## BRIEF
Reproduce every one of the records below word for word, keeping each line unchanged.

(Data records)
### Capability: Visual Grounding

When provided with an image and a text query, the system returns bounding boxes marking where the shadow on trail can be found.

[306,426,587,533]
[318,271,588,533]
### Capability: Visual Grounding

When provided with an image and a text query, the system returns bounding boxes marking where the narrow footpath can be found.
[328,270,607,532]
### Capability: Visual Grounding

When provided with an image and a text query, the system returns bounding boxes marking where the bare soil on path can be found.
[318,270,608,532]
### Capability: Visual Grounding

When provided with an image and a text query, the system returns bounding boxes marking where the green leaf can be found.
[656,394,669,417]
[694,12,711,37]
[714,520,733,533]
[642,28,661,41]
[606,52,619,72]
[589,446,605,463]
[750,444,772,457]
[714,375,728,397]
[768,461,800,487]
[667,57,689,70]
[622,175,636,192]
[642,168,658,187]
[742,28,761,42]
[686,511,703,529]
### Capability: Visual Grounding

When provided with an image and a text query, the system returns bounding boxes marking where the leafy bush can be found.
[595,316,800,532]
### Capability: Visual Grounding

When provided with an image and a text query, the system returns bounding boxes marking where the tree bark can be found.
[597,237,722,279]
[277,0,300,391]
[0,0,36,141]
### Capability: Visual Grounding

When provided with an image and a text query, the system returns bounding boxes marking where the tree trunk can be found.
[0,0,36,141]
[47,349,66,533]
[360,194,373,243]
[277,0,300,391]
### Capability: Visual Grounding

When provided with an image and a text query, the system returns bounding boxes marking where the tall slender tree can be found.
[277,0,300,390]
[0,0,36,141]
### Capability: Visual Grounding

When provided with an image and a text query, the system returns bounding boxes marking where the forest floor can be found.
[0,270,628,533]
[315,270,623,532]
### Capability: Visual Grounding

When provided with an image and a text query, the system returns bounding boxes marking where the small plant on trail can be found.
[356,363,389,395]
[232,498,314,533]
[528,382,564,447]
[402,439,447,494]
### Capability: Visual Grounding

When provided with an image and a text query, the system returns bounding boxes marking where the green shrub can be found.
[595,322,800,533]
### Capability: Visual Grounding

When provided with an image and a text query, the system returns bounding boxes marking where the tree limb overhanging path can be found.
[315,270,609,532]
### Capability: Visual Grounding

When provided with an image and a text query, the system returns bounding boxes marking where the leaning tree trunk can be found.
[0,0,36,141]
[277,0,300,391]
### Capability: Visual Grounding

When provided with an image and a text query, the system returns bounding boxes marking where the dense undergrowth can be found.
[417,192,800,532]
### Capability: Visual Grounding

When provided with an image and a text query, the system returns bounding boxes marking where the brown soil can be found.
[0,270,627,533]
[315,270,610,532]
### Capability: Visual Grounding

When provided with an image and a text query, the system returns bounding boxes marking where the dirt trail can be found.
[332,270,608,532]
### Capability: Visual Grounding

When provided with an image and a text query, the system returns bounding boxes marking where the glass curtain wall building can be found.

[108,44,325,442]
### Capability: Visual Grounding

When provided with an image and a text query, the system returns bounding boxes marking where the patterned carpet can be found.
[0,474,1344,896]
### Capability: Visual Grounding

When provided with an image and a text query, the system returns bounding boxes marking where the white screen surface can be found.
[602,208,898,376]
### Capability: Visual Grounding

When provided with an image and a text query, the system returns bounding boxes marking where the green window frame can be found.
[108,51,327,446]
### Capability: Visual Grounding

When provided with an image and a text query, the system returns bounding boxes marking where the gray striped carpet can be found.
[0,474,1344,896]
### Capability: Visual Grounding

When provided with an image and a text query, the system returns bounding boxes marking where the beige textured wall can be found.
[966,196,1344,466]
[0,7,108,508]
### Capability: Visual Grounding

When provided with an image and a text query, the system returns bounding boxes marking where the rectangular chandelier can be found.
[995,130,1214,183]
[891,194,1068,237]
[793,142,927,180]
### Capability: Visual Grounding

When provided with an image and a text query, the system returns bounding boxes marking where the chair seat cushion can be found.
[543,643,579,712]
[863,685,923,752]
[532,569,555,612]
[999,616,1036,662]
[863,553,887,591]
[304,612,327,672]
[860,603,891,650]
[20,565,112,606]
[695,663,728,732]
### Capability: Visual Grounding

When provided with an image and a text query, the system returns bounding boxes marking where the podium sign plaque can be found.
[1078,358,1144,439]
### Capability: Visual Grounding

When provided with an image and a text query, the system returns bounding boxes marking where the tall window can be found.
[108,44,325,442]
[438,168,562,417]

## THE ANSWER
### Capability: Visual Grounding

When provided with an image and a text query, the system returns bounding boxes marking where the shadow on trail can be found.

[306,426,587,533]
[318,271,588,533]
### Capability: Visual Grounding

When provided with an image and a text query, the system returns bounding boxes marking where the narrow footpath can be found.
[328,270,607,532]
### Capability: Visual Grounding

When provided with an image and a text query, the system returns bounding boxes marking where the bare soil on path can be found.
[318,270,608,532]
### Capability: Visual Grounding

When provided with an image and a text query, the system returns bounding boxes marking where the green leaf can be found.
[656,394,669,417]
[694,12,711,37]
[714,520,733,533]
[642,28,661,41]
[606,52,619,72]
[589,446,605,463]
[750,444,772,457]
[714,375,728,397]
[768,461,800,487]
[667,57,689,70]
[622,175,636,192]
[642,168,658,187]
[742,28,761,42]
[686,511,703,529]
### Capability: Visual Grounding

When provided with an image and a text query, the system returns bounding boxes marking where the leafy bush can be found.
[595,316,800,532]
### Capability: Visual Grounding

When provided with an image and a text query, the system returns bounding boxes marking where the tree bark can be found.
[597,237,722,279]
[277,0,300,391]
[0,0,36,141]
### Capability: Visual Grounding

When provided with an image and a text query, the system returns bounding boxes marking where the tree trunk can be found.
[0,0,36,141]
[47,349,66,533]
[360,194,373,243]
[277,0,300,391]
### Capability: Visual Grounding

When provided with an image and a text query, the system returns bounding boxes marking where the tall slender tree can be found.
[277,0,300,390]
[0,0,36,141]
### Capability: Visual Grounding

When provided with an image and a text query, the system returns bounding boxes marking where the forest floor can be found.
[0,270,628,533]
[315,270,623,532]
### Capability: Visual Grounding

When provided with an image and a text query, the system returns bounding boxes marking where the small plant on trail can be found.
[356,363,389,395]
[232,498,314,533]
[528,382,564,447]
[402,439,447,494]
### Capability: Visual Grounding

When provided with an image and a text query, the system returns bounding boxes marking where the green shrub can be found.
[595,322,800,533]
### Capability: Visual Grounding

When provided with an image and a text query, the system returns bounding boxes marking where the tree limb overhanging path can be found.
[315,270,609,532]
### Capability: Visual Grounding

When provided with an image and a text query, the system returns bounding boxes marking where the leaning tree trunk can be found.
[0,0,36,141]
[277,0,300,391]
### Capability: Visual Grounding

When provided with an image and a text query, the system returns bounding boxes marking where the dense undergrowth can be found.
[417,192,800,532]
### Capability: Visual Grounding

When provided with an image and a text query, the system returns bounding boxes marking where the brown soil can be found.
[0,270,627,533]
[315,270,610,532]
### Capability: Visual Grounding

When provided with an image and a text query, the system returns bounding boxes marking where the dirt trail can be found.
[332,270,608,532]
### Capability: Visual Grounding

When provided with an image and a text query, the system returns bounding boxes marking where the glass curtain wall building can be found.

[108,44,325,442]
### Capability: Visual Grounding

When provided with an image and a text query, the system returns bounding boxes marking where the patterned carpet can be found.
[0,474,1344,896]
### Capability: Visual Grounding

When provided with an image and a text query, the system returns bounding boxes marking where the white screen surface can be found.
[602,208,898,376]
### Capability: Visual Grounding

When provided with an image and a text query, the system returns bounding boxes marking where the green window frame can be found.
[108,51,327,446]
### Capability: Visual Grounding

When provided with an image and a text query, the system returns bounding boxes marking where the gray striped carpet can be found.
[0,474,1344,896]
### Capability: Visual Grounding

When provided with an image and a text query, the system returns bounding boxes marking where the beige textured wall can be found.
[966,196,1344,466]
[0,7,108,508]
### Capability: Visual Grounding

When provided with an image and a text query, the system returns bounding boxes marking where the rectangular chandelier can be found.
[995,130,1214,183]
[891,194,1068,237]
[793,142,927,180]
### Capability: Visual Grounding

When provided with an image and a text query, the system returns bounding boxes marking where the chair seat cushion can be found.
[543,643,579,712]
[863,685,923,752]
[532,569,555,612]
[999,616,1036,662]
[863,553,887,591]
[304,612,327,672]
[860,603,891,650]
[20,565,112,606]
[695,663,728,732]
### Capability: Visual Grounding

When provided with an image and a text query, the system returns bounding boxes marking where the podium sign plaque can be found.
[1078,358,1144,439]
### Capability: Visual Grounding

When provided with an image and a text query, the system returns bounding boxes marking where the tall window can be found.
[108,44,325,442]
[438,168,562,417]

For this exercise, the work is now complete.